Consignes ->
a) Recopiez le passage du texte sur l'application de la LPR qui s'ouvre sur les mots contenant « Initialement prévu pour » et se ferme sur « le Conseil d'État. ».
b) D'après le texte sur l'application de la LPR, quels textes d'application manquent encore aujourd'hui ?
c) Écrivez la suite du texte sur l'application de la LPR, à partir de sa dernière phrase.

**** Extrait du texte

Par ailleurs, le Sénat a enrichi le texte à plus d'un titre, qu'il s'agisse de la sécurisation des nouveaux dispositifs de recrutement, de la définition d'un socle juridique pour l'intégrité scientifique, de la réduction du nombre d'ordonnances ou encore de la valorisation de la culture scientifique.

Un an et demi après la promulgation de la LPR, la commission nous a confié cette mission de contrôle afin de dresser un premier état des lieux de son application, tant sur le plan strictement réglementaire que sur le plan de sa mise en oeuvre concrète sur le terrain et des premiers résultats observables.

Pour mener à bien ce bilan d'étape, nous avons auditionné les représentants des principaux acteurs du secteur : grands organismes de recherche, Agence nationale de la recherche (ANR), Haut Conseil de l'évaluation de la recherche et de l'enseignement supérieur (Hcéres), établissements d'enseignement supérieur, collèges doctoraux, directions de laboratoires, ministère, etc.

Commençons par le volet réglementaire, le plus formel, mais aussi le plus important pour la mise en oeuvre de la loi.

Initialement prévu pour être en grande partie accompli au début de l'été 2021, et achevé à l'automne de la même année, le programme de publication des textes réglementaires de la LPR a pris beaucoup de retard sous l'effet de plusieurs contraintes sans doute sous-estimées par le ministère. Je pense en particulier aux étapes préalables de concertation avec les instances nationales de l'enseignement supérieur et de la recherche (ESR), aux arbitrages interministériels, au phénomène d'embouteillage du « guichet unique de Bercy » et aux délais de passage devant le Conseil d'État.

Après un pic de publication survenu à la fin de l'année dernière, le schéma réglementaire de la loi de programmation est aujourd'hui presque intégralement mis en oeuvre. Il ne manque à ce jour que deux décrets et deux arrêtés sur les quarante textes d'application nécessaires.

Poursuivons avec le volet « programmation budgétaire », qui constitue le coeur de la LPR.

********
**** Extraits des données

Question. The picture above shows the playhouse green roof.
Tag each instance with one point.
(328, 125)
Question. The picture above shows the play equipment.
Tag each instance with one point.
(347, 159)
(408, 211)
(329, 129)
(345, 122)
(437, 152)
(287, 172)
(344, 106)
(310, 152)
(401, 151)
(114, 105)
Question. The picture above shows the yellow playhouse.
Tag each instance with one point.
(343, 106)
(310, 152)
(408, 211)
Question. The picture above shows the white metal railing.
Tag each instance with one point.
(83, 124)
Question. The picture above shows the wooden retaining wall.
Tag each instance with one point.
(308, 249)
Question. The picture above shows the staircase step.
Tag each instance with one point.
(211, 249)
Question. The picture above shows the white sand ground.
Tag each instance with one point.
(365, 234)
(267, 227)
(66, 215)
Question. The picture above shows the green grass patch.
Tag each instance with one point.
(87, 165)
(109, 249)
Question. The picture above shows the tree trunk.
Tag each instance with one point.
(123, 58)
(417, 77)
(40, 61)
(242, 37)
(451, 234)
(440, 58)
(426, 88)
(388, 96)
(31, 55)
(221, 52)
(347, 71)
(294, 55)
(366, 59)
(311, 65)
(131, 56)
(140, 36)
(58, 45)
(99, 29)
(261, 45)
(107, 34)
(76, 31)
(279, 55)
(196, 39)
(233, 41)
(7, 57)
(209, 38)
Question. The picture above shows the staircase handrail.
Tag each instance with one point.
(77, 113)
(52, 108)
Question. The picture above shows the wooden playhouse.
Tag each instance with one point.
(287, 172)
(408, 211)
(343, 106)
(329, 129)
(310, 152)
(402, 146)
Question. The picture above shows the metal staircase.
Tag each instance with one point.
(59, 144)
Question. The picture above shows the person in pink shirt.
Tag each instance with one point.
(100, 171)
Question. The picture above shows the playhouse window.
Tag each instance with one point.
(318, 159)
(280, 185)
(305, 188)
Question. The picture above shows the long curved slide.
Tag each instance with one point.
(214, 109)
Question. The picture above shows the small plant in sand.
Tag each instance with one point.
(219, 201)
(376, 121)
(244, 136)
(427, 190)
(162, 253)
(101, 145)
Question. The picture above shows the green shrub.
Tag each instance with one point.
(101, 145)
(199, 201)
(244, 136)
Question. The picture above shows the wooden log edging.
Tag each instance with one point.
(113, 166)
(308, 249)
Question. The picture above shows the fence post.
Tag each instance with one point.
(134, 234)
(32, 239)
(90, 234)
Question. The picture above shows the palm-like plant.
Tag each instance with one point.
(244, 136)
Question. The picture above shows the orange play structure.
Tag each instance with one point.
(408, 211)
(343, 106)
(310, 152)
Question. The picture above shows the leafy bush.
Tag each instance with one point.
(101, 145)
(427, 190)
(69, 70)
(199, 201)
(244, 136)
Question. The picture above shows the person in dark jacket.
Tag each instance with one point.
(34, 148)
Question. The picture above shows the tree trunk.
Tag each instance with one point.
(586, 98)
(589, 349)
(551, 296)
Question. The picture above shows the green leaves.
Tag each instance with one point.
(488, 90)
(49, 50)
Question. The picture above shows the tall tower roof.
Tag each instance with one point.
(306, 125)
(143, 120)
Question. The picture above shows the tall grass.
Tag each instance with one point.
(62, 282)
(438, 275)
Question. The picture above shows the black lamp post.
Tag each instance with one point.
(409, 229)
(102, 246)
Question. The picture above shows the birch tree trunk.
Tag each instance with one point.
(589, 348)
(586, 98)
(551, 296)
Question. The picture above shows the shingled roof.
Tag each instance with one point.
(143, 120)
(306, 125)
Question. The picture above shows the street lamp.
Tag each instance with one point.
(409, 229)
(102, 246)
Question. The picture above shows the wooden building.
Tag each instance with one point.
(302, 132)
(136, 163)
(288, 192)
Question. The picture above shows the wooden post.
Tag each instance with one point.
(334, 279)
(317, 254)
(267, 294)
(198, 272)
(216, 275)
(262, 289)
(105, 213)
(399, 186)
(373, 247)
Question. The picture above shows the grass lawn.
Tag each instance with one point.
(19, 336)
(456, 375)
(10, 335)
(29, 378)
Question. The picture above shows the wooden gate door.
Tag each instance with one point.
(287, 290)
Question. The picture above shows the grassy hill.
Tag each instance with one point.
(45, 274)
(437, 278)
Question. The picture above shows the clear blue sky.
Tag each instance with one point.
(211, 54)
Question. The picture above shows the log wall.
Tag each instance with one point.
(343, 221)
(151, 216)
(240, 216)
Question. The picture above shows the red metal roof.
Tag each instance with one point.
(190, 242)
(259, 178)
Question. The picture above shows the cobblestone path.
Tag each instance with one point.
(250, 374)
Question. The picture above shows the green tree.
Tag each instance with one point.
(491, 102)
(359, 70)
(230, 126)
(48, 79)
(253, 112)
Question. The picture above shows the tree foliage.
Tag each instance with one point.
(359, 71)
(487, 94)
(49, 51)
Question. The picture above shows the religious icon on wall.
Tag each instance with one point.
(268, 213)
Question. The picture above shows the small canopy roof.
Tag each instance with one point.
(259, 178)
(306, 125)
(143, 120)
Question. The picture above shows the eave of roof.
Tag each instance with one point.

********

Réponses attendues ->
a)
Initialement prévu pour être en grande partie accompli au début de l'été 2021, et achevé à l'automne de la même année, le programme de publication des textes réglementaires de la LPR a pris beaucoup de retard sous l'effet de plusieurs contraintes sans doute sous-estimées par le ministère. Je pense en particulier aux étapes préalables de concertation avec les instances nationales de l'enseignement supérieur et de la recherche (ESR), aux arbitrages interministériels, au phénomène d'embouteillage du « guichet unique de Bercy » et aux délais de passage devant le Conseil d'État.

b) Deux décrets et deux arrêtés, sur les quarante textes d'application nécessaires.

c)
Ses deux premières annuités se sont traduites, en loi de finances initiale (LFI) pour 2021, par un abondement de 389 millions d'euros de plus qu'en 2020, et, en LFI pour 2022, par un apport supplémentaire de 497,4 millions d'euros par rapport à 2021.

Conformes à la trajectoire définie par la loi de programmation, ces évolutions constituent un début de réinvestissement accueilli avec un certain soulagement par le secteur.

L'effort budgétaire déployé concerne en tout premier lieu l'ANR, acteur pivot de notre système de recherche. L'Agence a bénéficié, en 2021, d'une hausse de 424 millions d'euros de sa dotation. Son budget d'intervention est ainsi passé de 746 millions à 1,19 milliard d'euros, un niveau inédit depuis sa création. En 2022, l'augmentation devrait être de 438 millions d'euros pour un budget d'intervention global de 1,2 milliard d'euros. Là encore, ces progressions correspondent aux engagements pris.

Le renforcement des moyens financiers de l'ANR a rendu possible, dès 2021, l'enclenchement de la dynamique prévue par la LPR, qu'il s'agisse de l'augmentation du taux de succès aux appels à projets ou du relèvement du préciput.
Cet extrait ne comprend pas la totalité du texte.